+++ RECORDS FOR THIS TASK +++
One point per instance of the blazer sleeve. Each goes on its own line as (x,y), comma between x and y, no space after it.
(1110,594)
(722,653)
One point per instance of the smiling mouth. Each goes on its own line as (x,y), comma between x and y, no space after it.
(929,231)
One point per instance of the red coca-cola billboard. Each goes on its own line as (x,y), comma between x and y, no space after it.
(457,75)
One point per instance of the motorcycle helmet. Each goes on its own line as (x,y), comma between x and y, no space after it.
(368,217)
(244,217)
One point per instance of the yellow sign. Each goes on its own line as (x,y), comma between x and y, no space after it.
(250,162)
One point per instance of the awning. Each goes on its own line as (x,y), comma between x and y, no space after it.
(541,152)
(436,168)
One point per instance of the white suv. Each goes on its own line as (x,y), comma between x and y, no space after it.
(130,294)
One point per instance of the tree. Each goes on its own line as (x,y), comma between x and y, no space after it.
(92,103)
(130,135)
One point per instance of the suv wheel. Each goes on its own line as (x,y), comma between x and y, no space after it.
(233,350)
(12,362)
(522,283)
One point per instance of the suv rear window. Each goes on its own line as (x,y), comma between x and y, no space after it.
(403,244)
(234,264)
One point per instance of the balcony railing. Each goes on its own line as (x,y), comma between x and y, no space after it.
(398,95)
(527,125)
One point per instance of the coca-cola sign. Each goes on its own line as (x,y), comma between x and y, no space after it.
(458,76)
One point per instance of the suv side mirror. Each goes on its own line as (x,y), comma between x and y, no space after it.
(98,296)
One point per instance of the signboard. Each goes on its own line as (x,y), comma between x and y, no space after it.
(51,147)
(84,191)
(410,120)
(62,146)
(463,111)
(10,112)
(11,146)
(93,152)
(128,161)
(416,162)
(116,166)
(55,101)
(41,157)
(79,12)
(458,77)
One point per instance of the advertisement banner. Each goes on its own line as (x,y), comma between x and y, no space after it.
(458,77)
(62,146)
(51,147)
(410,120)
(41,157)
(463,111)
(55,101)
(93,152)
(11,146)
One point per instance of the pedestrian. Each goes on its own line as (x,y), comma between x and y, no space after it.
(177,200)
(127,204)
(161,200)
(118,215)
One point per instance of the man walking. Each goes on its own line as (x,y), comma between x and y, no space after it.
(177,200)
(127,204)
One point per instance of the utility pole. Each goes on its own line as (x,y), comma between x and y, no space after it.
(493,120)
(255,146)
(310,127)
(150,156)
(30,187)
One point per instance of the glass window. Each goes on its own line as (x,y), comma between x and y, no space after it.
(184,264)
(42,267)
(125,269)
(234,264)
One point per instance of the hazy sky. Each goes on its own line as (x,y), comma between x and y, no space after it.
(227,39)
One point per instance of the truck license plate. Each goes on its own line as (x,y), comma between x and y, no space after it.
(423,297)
+++
Print every record exactly as it was given.

One point per instance of the blazer sleeve. Each goes on its own line as (x,y), comma between x and y, no space after it.
(1110,594)
(722,653)
One point per instance of the smiling mouth. Each goes on its own line as (x,y), comma between x and y, no space after it.
(929,231)
One point per instance of the red coca-cola billboard. Each goes on its own line as (x,y), comma between x and y, no space after it.
(457,75)
One point per instance of the motorcycle helmet. Each goes on its own line as (x,y), comma between x and y, no space after it.
(368,217)
(244,217)
One point per instance of the yellow sign. Each goes on its own line as (x,y), comma between x and y, no space after it.
(250,162)
One point per instance of the awning. Each goes on its own line as (x,y), comma between x and y, no space after it.
(541,152)
(436,168)
One point per instance of the white suv. Each goes on its own line as (x,y), comma between x and y, no space after it.
(130,294)
One point per instance of the tree. Each goes on its own line as (x,y), comma between x and y, no space after it.
(92,103)
(130,135)
One point per instance of the suv wheel. Each goes on its own line as (x,y), comma between x and y, no space after it.
(233,350)
(12,362)
(522,283)
One point per instance of the suv rear window. Each goes on its own line as (x,y), comma between x and y, no space after it.
(403,244)
(234,264)
One point per instance of the balcony railing. Each goes on its own line as (x,y), comma between x and y, no space after it.
(398,95)
(527,125)
One point per instance of the coca-cola sign. Each goes on its own line as (x,y), comma between x and y, no space after it.
(458,76)
One point per instance of the suv side mirror. Each goes on its own line as (x,y), comma between x and y, no space after it.
(98,296)
One point per instance of the signboard. Each goes on its own line as (x,y), comma between x and y, no space after it.
(51,147)
(84,191)
(410,120)
(62,146)
(463,111)
(10,112)
(11,146)
(93,152)
(128,161)
(416,162)
(116,166)
(55,101)
(41,157)
(79,12)
(458,77)
One point per instance of the advertisement banner. Each goes on its own line as (x,y), comma between x and y, no space after it.
(458,77)
(62,146)
(51,147)
(410,120)
(41,157)
(463,111)
(55,101)
(93,152)
(11,146)
One point per instance of the pedestrian. Each goes on its own line as (x,y), comma between x and y, no space after it.
(177,200)
(127,204)
(161,200)
(118,215)
One point per instance of the man walking. Each goes on its own line as (x,y), comma between x and y, no space after it.
(177,200)
(127,204)
One point per instance of the utility pole. Each goes on its own line as (x,y), comma between x and y, no space after it.
(493,120)
(255,146)
(310,127)
(150,156)
(30,187)
One point per instance of the glass window. Each goes on its own line as (x,y), comma between x and y, no space after it.
(184,264)
(42,267)
(125,269)
(234,264)
One point per instance of the hazy sky. Each goes on its own line as (x,y), comma between x and y, no space after it.
(227,39)
One point per instance of the truck license plate. Each goes on its own line as (x,y), comma between x and y, no space after it.
(423,297)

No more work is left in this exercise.